WHAT THE TASK ASKS »
Across the following data, state how many lines include the word "Return". Provide the number alone.

Dataset items:
/---

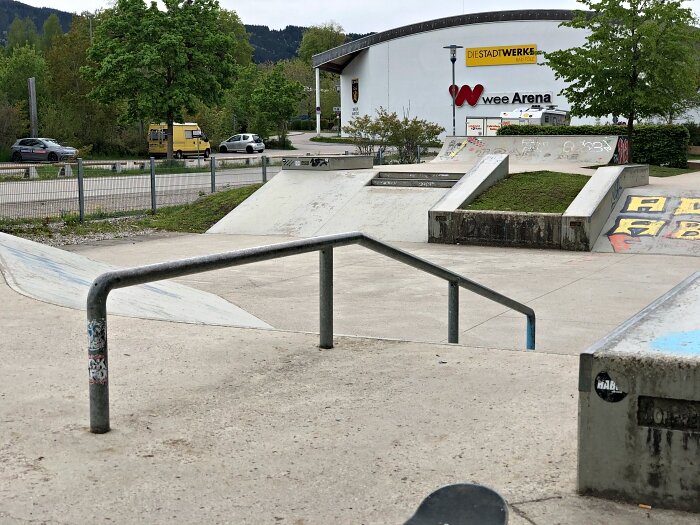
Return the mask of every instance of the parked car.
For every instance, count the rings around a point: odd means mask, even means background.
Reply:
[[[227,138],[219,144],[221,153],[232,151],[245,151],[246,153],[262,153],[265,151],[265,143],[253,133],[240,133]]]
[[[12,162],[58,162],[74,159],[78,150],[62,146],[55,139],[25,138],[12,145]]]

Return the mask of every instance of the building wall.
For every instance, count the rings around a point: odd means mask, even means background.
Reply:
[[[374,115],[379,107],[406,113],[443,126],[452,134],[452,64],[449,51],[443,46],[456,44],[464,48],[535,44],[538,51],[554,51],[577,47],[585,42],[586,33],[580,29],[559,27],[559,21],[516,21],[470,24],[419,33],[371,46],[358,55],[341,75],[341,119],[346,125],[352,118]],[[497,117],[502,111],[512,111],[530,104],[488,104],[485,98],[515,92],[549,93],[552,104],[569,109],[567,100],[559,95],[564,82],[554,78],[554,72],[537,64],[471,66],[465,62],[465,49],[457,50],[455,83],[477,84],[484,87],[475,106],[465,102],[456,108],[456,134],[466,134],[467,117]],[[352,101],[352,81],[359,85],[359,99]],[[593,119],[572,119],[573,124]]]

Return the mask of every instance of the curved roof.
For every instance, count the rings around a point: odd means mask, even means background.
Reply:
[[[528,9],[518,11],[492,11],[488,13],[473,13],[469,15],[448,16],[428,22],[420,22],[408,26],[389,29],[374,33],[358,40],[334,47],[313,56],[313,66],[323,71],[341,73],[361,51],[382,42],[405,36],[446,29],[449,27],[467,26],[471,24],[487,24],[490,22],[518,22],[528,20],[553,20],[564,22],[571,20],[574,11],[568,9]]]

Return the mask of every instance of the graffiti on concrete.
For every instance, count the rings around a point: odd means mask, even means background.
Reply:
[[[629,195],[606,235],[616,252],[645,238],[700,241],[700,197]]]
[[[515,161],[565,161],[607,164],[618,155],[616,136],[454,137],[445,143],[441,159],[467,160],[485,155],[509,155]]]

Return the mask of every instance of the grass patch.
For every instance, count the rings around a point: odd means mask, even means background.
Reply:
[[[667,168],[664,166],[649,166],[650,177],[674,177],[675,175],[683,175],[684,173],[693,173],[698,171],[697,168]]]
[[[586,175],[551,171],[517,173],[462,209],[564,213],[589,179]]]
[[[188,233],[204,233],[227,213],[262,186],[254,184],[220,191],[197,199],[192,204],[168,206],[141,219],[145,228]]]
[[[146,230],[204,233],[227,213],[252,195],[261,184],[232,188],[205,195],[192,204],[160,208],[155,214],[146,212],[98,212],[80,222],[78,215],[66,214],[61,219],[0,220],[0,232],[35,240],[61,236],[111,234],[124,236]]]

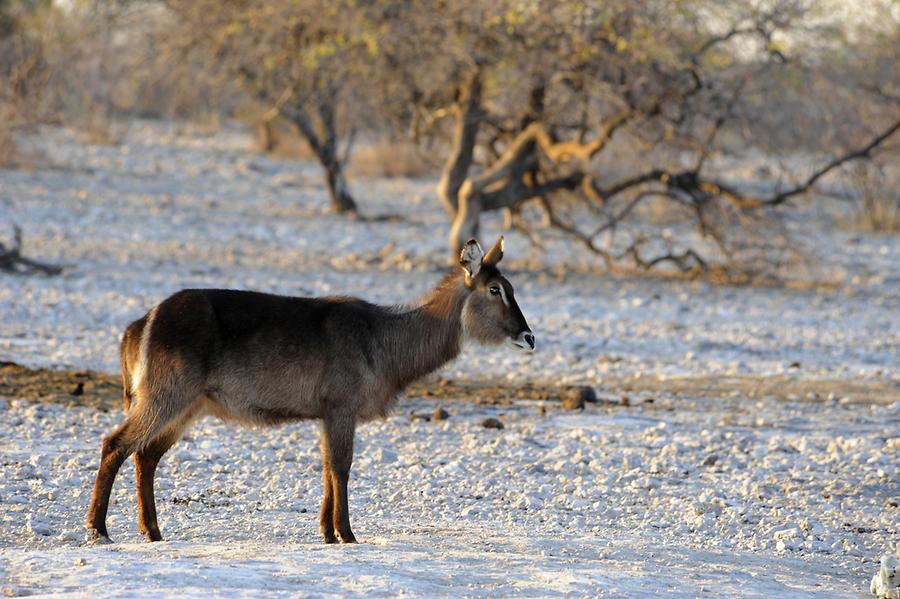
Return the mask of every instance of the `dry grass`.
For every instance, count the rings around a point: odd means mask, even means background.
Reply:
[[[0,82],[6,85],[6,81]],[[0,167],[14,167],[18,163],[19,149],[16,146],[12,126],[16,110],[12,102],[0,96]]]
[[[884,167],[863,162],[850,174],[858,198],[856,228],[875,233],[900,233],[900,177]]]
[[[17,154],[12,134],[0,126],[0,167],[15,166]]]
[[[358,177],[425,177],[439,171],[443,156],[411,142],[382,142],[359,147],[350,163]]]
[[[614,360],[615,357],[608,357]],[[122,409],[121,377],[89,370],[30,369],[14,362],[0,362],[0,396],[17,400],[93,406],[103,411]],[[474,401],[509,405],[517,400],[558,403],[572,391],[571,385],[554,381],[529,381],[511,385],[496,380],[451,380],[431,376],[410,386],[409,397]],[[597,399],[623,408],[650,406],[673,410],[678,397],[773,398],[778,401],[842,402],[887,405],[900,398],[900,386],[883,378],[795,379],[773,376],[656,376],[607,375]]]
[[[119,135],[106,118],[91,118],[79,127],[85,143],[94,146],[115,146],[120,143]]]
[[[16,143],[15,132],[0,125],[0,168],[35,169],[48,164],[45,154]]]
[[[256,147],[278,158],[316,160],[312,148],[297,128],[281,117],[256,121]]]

\---
/---

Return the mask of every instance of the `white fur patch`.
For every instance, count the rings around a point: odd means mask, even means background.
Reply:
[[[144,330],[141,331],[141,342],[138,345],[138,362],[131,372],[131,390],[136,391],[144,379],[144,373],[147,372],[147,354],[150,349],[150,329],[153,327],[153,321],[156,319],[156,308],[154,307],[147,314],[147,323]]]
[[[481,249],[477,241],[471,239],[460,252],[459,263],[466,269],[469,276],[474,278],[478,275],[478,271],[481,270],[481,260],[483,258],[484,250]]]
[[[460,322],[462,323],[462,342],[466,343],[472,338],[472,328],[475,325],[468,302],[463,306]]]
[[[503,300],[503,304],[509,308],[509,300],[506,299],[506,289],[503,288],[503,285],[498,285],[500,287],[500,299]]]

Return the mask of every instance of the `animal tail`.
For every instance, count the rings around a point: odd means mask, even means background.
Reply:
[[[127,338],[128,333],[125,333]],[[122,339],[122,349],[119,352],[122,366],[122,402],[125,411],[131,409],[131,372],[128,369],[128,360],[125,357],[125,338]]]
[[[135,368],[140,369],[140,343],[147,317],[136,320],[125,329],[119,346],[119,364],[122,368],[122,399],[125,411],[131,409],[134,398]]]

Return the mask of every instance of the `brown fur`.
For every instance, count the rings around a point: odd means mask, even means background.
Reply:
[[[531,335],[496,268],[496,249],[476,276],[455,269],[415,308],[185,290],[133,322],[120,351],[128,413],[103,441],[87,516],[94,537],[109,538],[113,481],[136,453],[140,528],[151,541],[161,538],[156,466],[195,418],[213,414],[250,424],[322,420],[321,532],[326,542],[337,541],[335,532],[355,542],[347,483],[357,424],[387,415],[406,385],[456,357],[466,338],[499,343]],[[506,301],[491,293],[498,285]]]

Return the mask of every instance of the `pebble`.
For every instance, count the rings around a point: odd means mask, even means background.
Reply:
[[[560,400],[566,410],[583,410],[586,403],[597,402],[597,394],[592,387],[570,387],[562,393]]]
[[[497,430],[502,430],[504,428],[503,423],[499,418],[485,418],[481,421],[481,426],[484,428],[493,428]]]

\---

ANSWER TO THIS PROBLEM »
10